Data to examine START

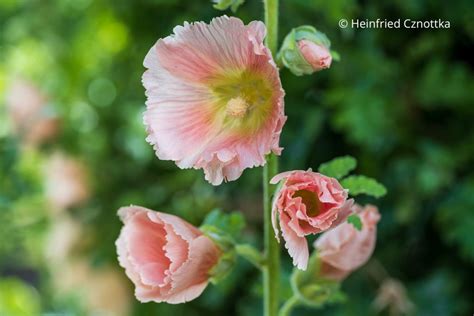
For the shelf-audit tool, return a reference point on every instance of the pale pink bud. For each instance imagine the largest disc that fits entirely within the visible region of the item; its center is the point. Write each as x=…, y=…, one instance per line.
x=344, y=248
x=318, y=56
x=166, y=258
x=307, y=203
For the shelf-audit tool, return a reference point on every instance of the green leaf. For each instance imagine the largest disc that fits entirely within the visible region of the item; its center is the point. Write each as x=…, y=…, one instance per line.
x=311, y=289
x=229, y=223
x=354, y=219
x=338, y=167
x=249, y=253
x=226, y=4
x=363, y=185
x=335, y=55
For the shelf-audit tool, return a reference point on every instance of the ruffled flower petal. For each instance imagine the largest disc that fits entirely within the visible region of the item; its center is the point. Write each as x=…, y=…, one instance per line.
x=214, y=98
x=166, y=258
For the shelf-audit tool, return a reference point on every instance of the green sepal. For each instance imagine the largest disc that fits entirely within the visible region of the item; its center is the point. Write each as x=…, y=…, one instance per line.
x=355, y=220
x=289, y=54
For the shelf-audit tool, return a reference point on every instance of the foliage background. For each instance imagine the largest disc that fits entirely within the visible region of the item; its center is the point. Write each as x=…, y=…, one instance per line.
x=400, y=101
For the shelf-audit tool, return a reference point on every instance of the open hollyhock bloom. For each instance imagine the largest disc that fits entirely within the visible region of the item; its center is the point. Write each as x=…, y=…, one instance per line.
x=166, y=258
x=306, y=203
x=344, y=248
x=215, y=100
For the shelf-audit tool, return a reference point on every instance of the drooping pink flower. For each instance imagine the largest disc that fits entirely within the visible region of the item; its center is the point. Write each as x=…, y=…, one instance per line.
x=65, y=182
x=29, y=113
x=306, y=203
x=344, y=248
x=215, y=100
x=318, y=56
x=166, y=258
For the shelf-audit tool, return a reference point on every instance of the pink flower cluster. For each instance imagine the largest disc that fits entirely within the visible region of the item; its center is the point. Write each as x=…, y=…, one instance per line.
x=215, y=102
x=167, y=258
x=309, y=203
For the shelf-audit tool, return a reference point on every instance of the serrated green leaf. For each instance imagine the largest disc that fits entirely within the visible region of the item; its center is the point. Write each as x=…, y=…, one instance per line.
x=363, y=185
x=338, y=167
x=313, y=290
x=226, y=4
x=354, y=219
x=229, y=223
x=250, y=254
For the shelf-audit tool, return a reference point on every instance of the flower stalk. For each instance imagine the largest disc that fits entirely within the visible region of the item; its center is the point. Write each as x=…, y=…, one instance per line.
x=271, y=270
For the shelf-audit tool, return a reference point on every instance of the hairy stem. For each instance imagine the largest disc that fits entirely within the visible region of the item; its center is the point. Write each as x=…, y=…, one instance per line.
x=288, y=306
x=271, y=269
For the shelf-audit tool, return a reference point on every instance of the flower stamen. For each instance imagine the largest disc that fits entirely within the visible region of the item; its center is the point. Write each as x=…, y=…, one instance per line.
x=237, y=107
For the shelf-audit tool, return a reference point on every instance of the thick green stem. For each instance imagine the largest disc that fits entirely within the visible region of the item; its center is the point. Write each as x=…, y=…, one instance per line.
x=271, y=21
x=271, y=269
x=288, y=306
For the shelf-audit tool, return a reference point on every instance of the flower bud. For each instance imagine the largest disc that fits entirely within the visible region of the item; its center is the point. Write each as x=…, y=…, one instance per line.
x=305, y=50
x=167, y=259
x=344, y=248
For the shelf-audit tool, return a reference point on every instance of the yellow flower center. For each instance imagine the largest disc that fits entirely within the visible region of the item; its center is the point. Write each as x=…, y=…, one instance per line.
x=243, y=99
x=237, y=107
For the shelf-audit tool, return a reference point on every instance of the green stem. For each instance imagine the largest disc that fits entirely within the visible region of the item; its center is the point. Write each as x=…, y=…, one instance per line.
x=288, y=306
x=271, y=21
x=271, y=269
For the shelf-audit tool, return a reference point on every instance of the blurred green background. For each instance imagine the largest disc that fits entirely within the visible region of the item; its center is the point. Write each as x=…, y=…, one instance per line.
x=73, y=150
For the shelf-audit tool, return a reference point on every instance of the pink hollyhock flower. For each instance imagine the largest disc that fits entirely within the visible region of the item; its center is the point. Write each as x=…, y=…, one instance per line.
x=166, y=258
x=66, y=182
x=215, y=100
x=318, y=56
x=307, y=203
x=28, y=112
x=344, y=248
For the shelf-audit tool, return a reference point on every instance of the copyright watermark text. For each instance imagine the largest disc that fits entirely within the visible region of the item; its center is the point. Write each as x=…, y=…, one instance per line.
x=394, y=24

Data to examine END

* **What you will do**
Every entry must be written out exactly, with all pictures left out.

* **Solution for this problem**
For the shelf-audit tool, return a reference point on every instance of the pale pink bud. For each instance imagine the largest disc that fits entirely within the visible region of the item; its center is the point. Write each as x=…, y=…, one instance per line.
x=344, y=248
x=318, y=56
x=166, y=258
x=307, y=203
For the shelf-audit tool, return a reference point on every instance of the green leaf. For each instance imagine the largest disc that fits entirely within the visible region of the item; its center is the point. Write each as x=…, y=…, one instance per line.
x=311, y=289
x=229, y=223
x=354, y=219
x=338, y=167
x=249, y=253
x=226, y=4
x=363, y=185
x=335, y=55
For the shelf-audit tool, return a reference point on every instance of the ruffled flower petal. For each instance imagine the largest disc that fits entirely within the visible region of the item; its center is the point. Write each as x=…, y=…, one instance per line.
x=214, y=98
x=166, y=258
For the shelf-audit tool, return a reference point on every instance of the green sepal. For each instance imagine the largest disc that fits entirely within the visible region of the item; its center is the point. Write each as x=…, y=…, one instance per line.
x=355, y=220
x=289, y=54
For the shelf-audit tool, return a reference point on every instance of the foliage background. For each instance imagine the largest disc that fits entirely within the visible region of the item; its center is the point. Write each as x=…, y=…, one instance per line.
x=400, y=101
For the shelf-audit tool, return a reference point on every instance of the open hollyhock bloom. For each instance imagine the largest disc that fits entirely within the visible region of the item; its center is the point. Write each as x=…, y=…, one instance per line.
x=166, y=258
x=306, y=203
x=344, y=248
x=215, y=100
For the shelf-audit tool, return a reference point on every instance of the drooping pink flower. For each instance imagine the largest disc that fits entirely within the visible region of the item; its center is the point. Write each as x=…, y=…, one instance per line.
x=65, y=182
x=29, y=113
x=306, y=203
x=344, y=248
x=215, y=100
x=318, y=56
x=166, y=258
For the shelf-audit tool, return a reference point on every instance of the pink flower cluster. For each instance imagine the largest disc that fits entirely within the visible region of the item; its center is the point. Write each as x=…, y=…, one instance per line.
x=215, y=102
x=167, y=258
x=309, y=203
For the shelf-audit tool, return a reference point on every instance of the serrated green leaf. For each instance imagine the largest disc that fits entirely within the visible region of the item; its center is the point. Write each as x=…, y=…, one instance per line.
x=363, y=185
x=338, y=167
x=313, y=290
x=226, y=4
x=354, y=219
x=229, y=223
x=250, y=254
For the shelf-audit tool, return a reference point on every instance of the flower stalk. For each instance imagine the largest disc that fits entirely within the visible region of the item; its center is the point. Write each as x=…, y=…, one instance per line.
x=271, y=270
For the shelf-audit tool, return a reference point on every instance of the hairy stem. For each instance imagine the largest disc that fits entirely within the visible region of the item; its center is the point. Write each as x=…, y=…, one instance per line.
x=288, y=306
x=271, y=269
For the shelf-audit tool, return a reference point on every instance of the flower stamen. For each instance imagine the largest disc that fits entirely within the visible region of the item; its center is the point. Write each as x=…, y=…, one instance per line.
x=237, y=107
For the shelf-audit tool, return a reference point on every instance of the thick green stem. For each instance imagine the largest disc that fits entirely within the visible region of the item; its center is the point. Write each as x=…, y=…, one instance per line.
x=271, y=21
x=271, y=269
x=288, y=306
For the shelf-audit tool, return a reference point on every instance of the flower bud. For each instance imagine the largest disc that fits entirely within the visible region of the item; its center is the point. Write each as x=…, y=…, one instance per line.
x=305, y=50
x=167, y=259
x=344, y=248
For the shelf-audit tool, return a reference point on every instance of the yellow flower center. For each instance imagine the largest disc that fits entirely within the visible region of the item; its center is the point. Write each as x=…, y=…, one instance per line.
x=243, y=99
x=237, y=107
For the shelf-audit tool, return a reference point on every instance of the green stem. For each instance imagine the largest disc that fits entirely within the visible region of the item; its center is the point. Write each as x=…, y=…, one instance per line.
x=288, y=306
x=271, y=21
x=271, y=269
For the shelf-audit tool, return a reference point on every instance of the blurred green background. For each instance imagine the largest disc that fits entirely within the visible region of the item; its center is the point. Write each as x=…, y=…, one instance per line.
x=73, y=150
For the shelf-audit tool, return a reference point on every instance of the pink hollyhock flower. For each instance imagine the largest disc that fits entirely within the visible region of the item; its center is the point. Write each as x=…, y=…, one instance per line.
x=166, y=258
x=66, y=182
x=215, y=100
x=318, y=56
x=307, y=203
x=28, y=112
x=344, y=248
For the shelf-audit tool, return a reference point on every instance of the copyright watermark text. For each instance imagine the largest disc that fits entirely within the visible region of the item; its center is the point. Write each as x=…, y=…, one instance per line.
x=394, y=24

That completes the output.